Okuma parçası.
Bilgisayar destekli, ses temelli cümle yöntemiyle okuma-yazma çalışması yapmaya çalışıyorum. Kısa sürede sınıf ortamına uyum gösteren öğrencilerim çoğunlukta. İki öğrencim var, kesinlikle hiperaktifler. Hele birisi eline kalem almıyor. Yaptığı iş sürekli konuşmak. Bir öğrencim var, özel eğitime muhtaç. Yaşı küçük. Konuşma zorluğu çekiyor. Bu öğrencim sadece sınıfta oturuyor. Tahtaya bir küçük “e” sesi yazıyorum. Kısa bir süre bu sesin üzerinden tebeşirle geçiyor. Daha sonra yerine geçip bir güzel uyku çekiyor. Bu sessiz uyuma durumu birkaç gün sürdü. Bir İngilizce dersinde öğrencimiz tatlı uykusundan uyanıp bağırıp çağırmaya başlamış. Aynı davranışı benim dersimde de yapmaya başladı. Sınıfta artık ders yapamaz olduk. Durumu, bir yazıyla iyice anlattım. Branş öğretmeni arkadaşların da görüşlerini alarak okul idaresine bilgi verdim. Müdür hayli mücadele vererek bu öğrenciyi anaokuluna gönderdi.
Hiperaktif davranışlar gösteren iki öğrencimizi rehber öğretmenimizle eşgüdüm içinde doktora gönderdik. Böylesi durumlarda doktor önce sınıf öğretmenine bir form gönderir. Öğretmen öğrencinin davranışlarıyla ilgili soruların yazılı olduğu formu doldurup rehber öğretmene teslim eder. Daha sonra doktor öğrenciyi muayene eder. Formu da inceleyerek öğrenciye teşhis koyar. Bu yolla izlek gereği çalışmaları yapıp formları rehber öğretmene teslim ettim. Fakat bu formlar veliye veriliyor. Veli çocuğu ve formla birlikte doktora gidiyor. Formun sorularını aynı biçimde yanıtladığım halde öğrencimin birisine hiperaktif tanısı kondu. İlaç tedavisine tabi tutuldu bu öğrencim. Diğer öğrencimin velisi zaten durumu kabullenmiyordu. Formu doktora teslim etmediği belli ki, çocuğuna gerekli tanı konulamadı.

[Veri kümesi satırları]

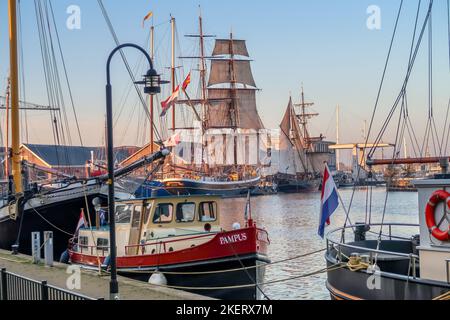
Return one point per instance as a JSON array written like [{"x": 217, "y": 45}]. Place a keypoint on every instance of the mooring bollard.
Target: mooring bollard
[
  {"x": 36, "y": 247},
  {"x": 48, "y": 248}
]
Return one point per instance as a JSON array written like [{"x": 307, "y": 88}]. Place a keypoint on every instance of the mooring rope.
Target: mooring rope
[
  {"x": 306, "y": 275},
  {"x": 445, "y": 296},
  {"x": 51, "y": 224}
]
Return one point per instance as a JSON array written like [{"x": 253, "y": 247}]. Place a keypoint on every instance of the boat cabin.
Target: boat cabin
[{"x": 154, "y": 226}]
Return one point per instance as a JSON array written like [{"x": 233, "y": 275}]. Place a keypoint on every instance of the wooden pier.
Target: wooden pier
[{"x": 92, "y": 284}]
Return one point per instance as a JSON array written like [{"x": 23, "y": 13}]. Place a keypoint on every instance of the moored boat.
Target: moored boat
[
  {"x": 181, "y": 239},
  {"x": 402, "y": 261},
  {"x": 238, "y": 188}
]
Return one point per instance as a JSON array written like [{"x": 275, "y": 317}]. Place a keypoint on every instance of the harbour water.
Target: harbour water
[{"x": 292, "y": 222}]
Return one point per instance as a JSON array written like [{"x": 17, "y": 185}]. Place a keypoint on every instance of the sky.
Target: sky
[{"x": 324, "y": 45}]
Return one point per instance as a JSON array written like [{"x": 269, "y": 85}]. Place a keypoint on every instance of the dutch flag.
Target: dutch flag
[{"x": 329, "y": 202}]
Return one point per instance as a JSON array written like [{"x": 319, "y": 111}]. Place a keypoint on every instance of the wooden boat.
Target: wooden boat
[{"x": 180, "y": 238}]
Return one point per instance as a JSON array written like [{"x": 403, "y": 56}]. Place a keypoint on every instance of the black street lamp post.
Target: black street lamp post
[{"x": 151, "y": 84}]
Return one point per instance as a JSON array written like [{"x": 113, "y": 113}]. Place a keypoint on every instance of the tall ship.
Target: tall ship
[
  {"x": 179, "y": 242},
  {"x": 391, "y": 260},
  {"x": 301, "y": 155},
  {"x": 219, "y": 154},
  {"x": 32, "y": 206}
]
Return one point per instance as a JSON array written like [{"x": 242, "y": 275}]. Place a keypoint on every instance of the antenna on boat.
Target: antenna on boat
[{"x": 15, "y": 121}]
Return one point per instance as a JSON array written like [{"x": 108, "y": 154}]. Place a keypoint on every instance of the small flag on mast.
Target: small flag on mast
[
  {"x": 173, "y": 141},
  {"x": 329, "y": 201},
  {"x": 147, "y": 17}
]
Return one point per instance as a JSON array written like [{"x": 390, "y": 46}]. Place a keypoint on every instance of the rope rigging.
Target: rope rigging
[
  {"x": 127, "y": 65},
  {"x": 347, "y": 219}
]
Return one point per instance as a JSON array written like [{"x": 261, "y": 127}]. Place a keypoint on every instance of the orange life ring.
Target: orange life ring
[{"x": 437, "y": 197}]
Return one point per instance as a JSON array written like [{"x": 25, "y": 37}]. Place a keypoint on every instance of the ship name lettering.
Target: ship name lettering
[{"x": 233, "y": 239}]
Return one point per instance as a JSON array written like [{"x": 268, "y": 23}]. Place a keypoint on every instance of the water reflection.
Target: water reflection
[{"x": 292, "y": 222}]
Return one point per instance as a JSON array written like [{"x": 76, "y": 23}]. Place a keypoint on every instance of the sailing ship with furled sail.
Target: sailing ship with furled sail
[
  {"x": 221, "y": 154},
  {"x": 301, "y": 156}
]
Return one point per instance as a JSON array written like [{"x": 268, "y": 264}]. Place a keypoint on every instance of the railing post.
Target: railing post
[
  {"x": 448, "y": 270},
  {"x": 4, "y": 288},
  {"x": 44, "y": 291}
]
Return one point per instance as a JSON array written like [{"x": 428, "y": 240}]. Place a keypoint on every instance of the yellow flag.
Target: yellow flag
[{"x": 147, "y": 17}]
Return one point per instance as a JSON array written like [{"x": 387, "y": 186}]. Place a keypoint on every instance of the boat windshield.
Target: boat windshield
[
  {"x": 123, "y": 213},
  {"x": 208, "y": 211}
]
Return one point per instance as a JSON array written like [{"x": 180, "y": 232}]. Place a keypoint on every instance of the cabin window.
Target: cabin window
[
  {"x": 163, "y": 213},
  {"x": 186, "y": 212},
  {"x": 136, "y": 222},
  {"x": 148, "y": 210},
  {"x": 123, "y": 214},
  {"x": 208, "y": 211},
  {"x": 102, "y": 244}
]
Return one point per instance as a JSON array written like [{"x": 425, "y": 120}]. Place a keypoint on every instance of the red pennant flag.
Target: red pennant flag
[
  {"x": 187, "y": 82},
  {"x": 168, "y": 103}
]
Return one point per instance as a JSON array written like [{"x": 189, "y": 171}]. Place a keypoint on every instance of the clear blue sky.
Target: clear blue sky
[{"x": 323, "y": 44}]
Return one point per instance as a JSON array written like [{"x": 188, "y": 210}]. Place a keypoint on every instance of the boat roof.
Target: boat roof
[{"x": 174, "y": 198}]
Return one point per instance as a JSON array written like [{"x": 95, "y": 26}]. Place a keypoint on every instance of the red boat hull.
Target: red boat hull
[{"x": 205, "y": 266}]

Alıştırma amacı. Bir öğretmenin sınıf deneyimini anlatan okuma parçasını, son cümlesinden sonra gelecek biçimde lütfen sürdürün.

Beklenen yanıt.
Bu öğrencimin eline kalem verip bir ses bile yazdıramadım. Devlet okulunda çalışırken özellikle birinci sınıf okuttuğumda sınıf düzeyinde olmayan öğrenci velilerimi okula davet ederdim. Velilerim okula seve seve gelip tavsiyelerim ışığında gerekli çalışmaları sorunsuzca yapardık. Hiperaktiflik durumu gün gibi belli, eline kaleme sürmeyen öğrencimin velisini okula davet ettim. Haftalık ders dağıtım çizelgesini velilere dağıtmıştım. Hangi gün hangi saatte okulda hangi ders işlendiğini velilerim biliyordu. Sesleri sabah derslerinde veriyordum. Okula davet ettiğim velim ancak öğle saatinde teşrif buyurdu. Zaten çocuğunu çok iyi tanıyordu. Zamanında sınıfa gelip durumu sınıfta gözlemlemek istememişti.
Öğretmenlerin başka işi ne! Onların paralarını veliler veriyordu. Şöyle ya da böyle son söz velide biter. Veliyle fazla uğraşmaya gelmez. Veliyi küstürdüğünün ertesi günü bir bakmışsın sınıf mevcudundan bir öğrenci eksilmiş. Eğer velilerle sorun yaşarsan sene sonunu beklemeden kendini okul dışında bulursun.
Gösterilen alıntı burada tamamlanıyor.